**Given instruction**.
Edit every one of the items below so that "with a tab between them" becomes "with a comma between them", and keep all other wording the same.
########################################
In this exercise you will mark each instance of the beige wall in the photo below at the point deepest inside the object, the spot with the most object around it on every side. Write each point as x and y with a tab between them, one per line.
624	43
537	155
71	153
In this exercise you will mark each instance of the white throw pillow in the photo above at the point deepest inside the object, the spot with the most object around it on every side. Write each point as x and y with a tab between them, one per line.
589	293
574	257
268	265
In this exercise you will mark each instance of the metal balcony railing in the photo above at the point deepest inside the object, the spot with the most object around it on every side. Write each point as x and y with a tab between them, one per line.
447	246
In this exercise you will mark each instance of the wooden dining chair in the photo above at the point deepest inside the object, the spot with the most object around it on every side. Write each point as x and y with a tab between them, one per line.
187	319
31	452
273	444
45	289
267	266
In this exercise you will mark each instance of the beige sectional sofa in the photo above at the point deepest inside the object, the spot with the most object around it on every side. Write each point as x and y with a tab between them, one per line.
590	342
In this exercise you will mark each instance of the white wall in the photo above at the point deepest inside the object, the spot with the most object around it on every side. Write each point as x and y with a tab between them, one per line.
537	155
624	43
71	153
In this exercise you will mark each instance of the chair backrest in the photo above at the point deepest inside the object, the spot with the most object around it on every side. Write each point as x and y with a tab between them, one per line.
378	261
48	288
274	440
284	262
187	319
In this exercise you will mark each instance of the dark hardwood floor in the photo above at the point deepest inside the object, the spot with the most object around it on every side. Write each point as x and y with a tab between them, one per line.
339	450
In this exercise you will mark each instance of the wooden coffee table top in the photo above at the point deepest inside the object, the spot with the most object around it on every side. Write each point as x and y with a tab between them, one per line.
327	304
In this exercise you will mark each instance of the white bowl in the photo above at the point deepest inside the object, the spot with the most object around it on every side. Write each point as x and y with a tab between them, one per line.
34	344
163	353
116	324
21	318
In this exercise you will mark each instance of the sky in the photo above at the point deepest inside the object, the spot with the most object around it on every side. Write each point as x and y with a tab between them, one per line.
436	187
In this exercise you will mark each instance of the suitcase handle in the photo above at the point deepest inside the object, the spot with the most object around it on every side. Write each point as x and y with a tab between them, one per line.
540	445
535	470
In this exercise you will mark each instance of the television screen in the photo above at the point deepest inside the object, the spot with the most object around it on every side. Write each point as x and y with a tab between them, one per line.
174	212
########################################
**Solved problem**.
In this exercise you will mark each instance of the beige wall in the photo below at the point deepest inside the object, the spot with the most object around it on every side. Write each point as x and y with a comma between them, one per line.
624	43
537	155
71	153
In this exercise you will mark each instance of the white throw pillow in the photo above at the point deepest inside the object, the spot with the most object around it on every side. Write each point as x and y with a comma between them, one per line.
589	293
574	257
268	265
In this exercise you will mark each instance of the metal balcony railing in the photo above at the point deepest inside the object, the spot with the most object around it on every side. Write each point as x and y with a comma between them, one per line.
447	246
In this exercise you will mark each instance of the wooden dining chair in the photo above at the point deepest inside the object, the spot with the most object around it on every side. Write each point as x and y with a comma between them, one per line.
187	319
31	452
273	444
45	289
267	266
In this exercise you will mark each instance of the beige sectional sofa in the photo above at the point deepest inside the object, the spot with the most object around it on every side. Write each point as x and y with a comma between them, one per line.
590	342
In this exercise you will mark each instance of the white wall in the photo above at the point deepest inside the object, the spot with the most object around it on every side. Write each point as x and y with a comma between them, one per line.
537	155
624	43
71	153
In this exercise you will mark each instance of the chair backrest in the photo above at the point deepest inside the object, the spot with the most object around it on every side. Write each point as x and y with a comma between them, one per line.
378	261
48	288
274	440
284	262
187	319
In this exercise you will mark each instance of the dark hardwood floor in the photo above at the point deepest inside the object, the spot with the most object around it on every side. Write each point as x and y with a comma between them, one per line.
339	450
In this exercise you will mark each instance of the wooden coffee table top in the photo above at the point deepest inside the object, the spot with the most object around it on every side. Write each point as x and y with a comma between them, one per line.
327	304
In this exercise you will mark each instance of the white bowl in the photo above at the point deepest inside the object, the spot with the most object around it on every side. Write each point as x and y with a comma between them, one per line.
34	344
163	353
116	324
21	318
In this exercise you will mark each instance of the sky in the photo above at the point deepest inside the object, the spot with the most object around it on every side. Write each point as x and y with a comma between them, one per line.
436	187
In this exercise you will mark each instance of the suitcase handle in the photo above at the point deepest inside the object, the spot with the most object around it on every side. Write each point as x and y with a comma between them, one per line.
540	445
535	470
In this exercise you will mark each instance of the television screen in the photo above at the point deepest inside the object, the spot with the most object around it on every side. Write each point as x and y with a comma between them, one per line.
174	212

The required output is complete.